"""

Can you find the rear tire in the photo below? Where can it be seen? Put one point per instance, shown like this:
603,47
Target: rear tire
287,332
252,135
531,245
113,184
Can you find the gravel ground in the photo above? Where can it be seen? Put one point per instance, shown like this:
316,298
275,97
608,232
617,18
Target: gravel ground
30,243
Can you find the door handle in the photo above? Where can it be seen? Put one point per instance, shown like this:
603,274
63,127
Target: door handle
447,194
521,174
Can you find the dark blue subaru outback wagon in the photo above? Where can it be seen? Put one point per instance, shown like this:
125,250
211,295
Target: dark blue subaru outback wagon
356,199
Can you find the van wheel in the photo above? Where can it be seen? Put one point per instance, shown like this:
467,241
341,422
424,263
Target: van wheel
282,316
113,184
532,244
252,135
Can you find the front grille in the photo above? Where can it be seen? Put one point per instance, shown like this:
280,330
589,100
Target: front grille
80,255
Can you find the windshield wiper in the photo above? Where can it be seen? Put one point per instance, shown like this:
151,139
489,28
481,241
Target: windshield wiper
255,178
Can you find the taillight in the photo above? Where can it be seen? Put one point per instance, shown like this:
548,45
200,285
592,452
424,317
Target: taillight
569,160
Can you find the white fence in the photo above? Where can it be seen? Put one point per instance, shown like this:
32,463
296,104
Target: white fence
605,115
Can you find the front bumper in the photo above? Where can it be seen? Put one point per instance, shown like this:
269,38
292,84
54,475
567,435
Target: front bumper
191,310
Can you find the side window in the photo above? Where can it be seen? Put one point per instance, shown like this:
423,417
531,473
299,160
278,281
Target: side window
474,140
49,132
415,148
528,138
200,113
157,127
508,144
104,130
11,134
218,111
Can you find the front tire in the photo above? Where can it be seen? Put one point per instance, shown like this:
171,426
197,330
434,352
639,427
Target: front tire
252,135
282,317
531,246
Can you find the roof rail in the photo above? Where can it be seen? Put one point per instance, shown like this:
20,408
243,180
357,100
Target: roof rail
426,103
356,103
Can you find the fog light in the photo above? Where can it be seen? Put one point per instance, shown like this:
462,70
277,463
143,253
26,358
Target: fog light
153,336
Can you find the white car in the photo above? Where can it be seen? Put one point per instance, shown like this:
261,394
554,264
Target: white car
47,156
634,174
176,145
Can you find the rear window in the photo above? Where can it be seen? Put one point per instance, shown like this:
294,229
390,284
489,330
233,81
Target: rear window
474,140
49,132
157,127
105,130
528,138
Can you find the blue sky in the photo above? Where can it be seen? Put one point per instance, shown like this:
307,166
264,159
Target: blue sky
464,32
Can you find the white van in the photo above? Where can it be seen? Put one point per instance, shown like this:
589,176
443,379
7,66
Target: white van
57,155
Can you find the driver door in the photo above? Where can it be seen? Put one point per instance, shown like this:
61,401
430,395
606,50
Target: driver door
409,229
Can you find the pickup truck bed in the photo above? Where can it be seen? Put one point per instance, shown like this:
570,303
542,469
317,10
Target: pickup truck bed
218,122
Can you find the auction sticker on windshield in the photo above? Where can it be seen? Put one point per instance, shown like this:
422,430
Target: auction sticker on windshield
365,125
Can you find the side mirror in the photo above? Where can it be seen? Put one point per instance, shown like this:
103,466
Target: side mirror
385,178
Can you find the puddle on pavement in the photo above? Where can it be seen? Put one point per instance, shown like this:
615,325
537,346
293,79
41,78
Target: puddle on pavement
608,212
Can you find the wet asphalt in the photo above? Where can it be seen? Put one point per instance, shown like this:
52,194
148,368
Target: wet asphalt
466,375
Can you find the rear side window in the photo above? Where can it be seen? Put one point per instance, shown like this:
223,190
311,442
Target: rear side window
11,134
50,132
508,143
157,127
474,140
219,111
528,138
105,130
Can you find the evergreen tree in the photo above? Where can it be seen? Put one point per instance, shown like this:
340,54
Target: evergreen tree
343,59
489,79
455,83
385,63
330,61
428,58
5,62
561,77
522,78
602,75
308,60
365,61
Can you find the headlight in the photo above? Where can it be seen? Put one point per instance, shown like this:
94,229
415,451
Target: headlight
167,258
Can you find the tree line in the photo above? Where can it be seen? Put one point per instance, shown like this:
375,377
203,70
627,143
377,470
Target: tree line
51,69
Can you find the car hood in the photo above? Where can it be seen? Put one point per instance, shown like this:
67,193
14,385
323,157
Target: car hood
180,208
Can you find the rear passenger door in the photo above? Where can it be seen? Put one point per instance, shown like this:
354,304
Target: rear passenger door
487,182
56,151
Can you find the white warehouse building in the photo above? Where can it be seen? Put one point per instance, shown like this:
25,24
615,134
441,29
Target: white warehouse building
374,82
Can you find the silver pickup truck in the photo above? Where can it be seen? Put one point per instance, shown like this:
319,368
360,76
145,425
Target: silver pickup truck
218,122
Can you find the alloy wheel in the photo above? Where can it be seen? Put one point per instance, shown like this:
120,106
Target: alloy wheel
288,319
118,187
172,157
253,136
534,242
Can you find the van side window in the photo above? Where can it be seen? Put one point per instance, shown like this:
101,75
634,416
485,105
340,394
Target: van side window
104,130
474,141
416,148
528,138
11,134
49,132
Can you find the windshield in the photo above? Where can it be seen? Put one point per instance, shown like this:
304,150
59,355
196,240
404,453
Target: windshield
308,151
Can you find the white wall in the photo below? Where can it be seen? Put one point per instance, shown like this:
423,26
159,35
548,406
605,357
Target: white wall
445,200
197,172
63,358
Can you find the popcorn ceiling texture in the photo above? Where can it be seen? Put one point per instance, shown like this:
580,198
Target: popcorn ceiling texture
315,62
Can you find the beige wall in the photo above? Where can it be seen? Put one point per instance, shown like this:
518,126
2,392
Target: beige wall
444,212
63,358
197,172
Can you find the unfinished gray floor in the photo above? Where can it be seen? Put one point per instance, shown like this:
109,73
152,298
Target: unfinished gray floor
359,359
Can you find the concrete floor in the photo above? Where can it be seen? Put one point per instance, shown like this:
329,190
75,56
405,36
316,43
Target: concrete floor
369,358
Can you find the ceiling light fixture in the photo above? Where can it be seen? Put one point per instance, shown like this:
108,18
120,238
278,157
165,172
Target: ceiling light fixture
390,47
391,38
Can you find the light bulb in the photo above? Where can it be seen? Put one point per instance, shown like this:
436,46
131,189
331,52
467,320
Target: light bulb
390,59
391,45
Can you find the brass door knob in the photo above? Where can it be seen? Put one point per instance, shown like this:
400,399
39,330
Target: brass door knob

"""

Requirements:
Take the line that contains "Can you find the silver" and every line after it through the end of the listing above, and repeat them exactly.

Response:
Can you find the silver pickup truck in the photo above? Where can it be seen? Put one point per instance, shown like this:
319,368
360,76
145,425
Target: silver pickup truck
218,122
Can you find the alloy wheel in the photo above? Where can it be seen? Put one point per instance, shown like this:
120,106
Target: alloy wheel
288,319
118,187
172,157
253,136
534,242
Can you find the van side window in the photo above? Where can it be seen? Put one point per instance, shown like this:
101,75
634,416
485,105
340,394
Target: van side window
104,130
474,141
416,148
528,138
11,134
49,132
Can you find the windshield in the photo above? Where can it be seen? Put one point per instance, shown like this:
304,150
59,355
196,240
404,453
Target: windshield
308,151
Can you find the white wall in the photo below? Where can it be seen? Put one point per instance, shown like this:
423,26
159,35
548,406
605,357
Target: white wall
445,200
197,172
63,358
Can you find the popcorn ceiling texture in the photo above? Where can it be seen? Put one point per instance, shown like this:
580,198
Target: popcorn ceiling texture
315,62
Can you find the beige wall in the photo above? Where can it be seen? Put one point per instance, shown like this:
518,126
2,392
Target: beige wall
444,212
63,358
197,172
Can you find the unfinished gray floor in the photo above? Where can it be seen? Put one point per instance, shown like this:
109,73
152,298
Target: unfinished gray floor
359,359
Can you find the concrete floor in the photo above? Where can it be seen? Put one point per instance, shown like this:
329,190
75,56
405,36
316,43
Target: concrete floor
369,358
Can you find the ceiling light fixture in the photo above? Where can it be seen? Put one point per instance, shown like this:
108,18
120,238
278,157
165,172
Target: ceiling light fixture
390,47
391,38
Can you find the light bulb in the photo above? Where can it be seen? Put one point per instance, shown like this:
436,46
131,189
331,52
467,320
Target: light bulb
390,59
391,45
Can you find the brass door knob in the photo above? Where can it be seen? Put one point per instance, shown like this:
400,399
39,330
Target: brass door knob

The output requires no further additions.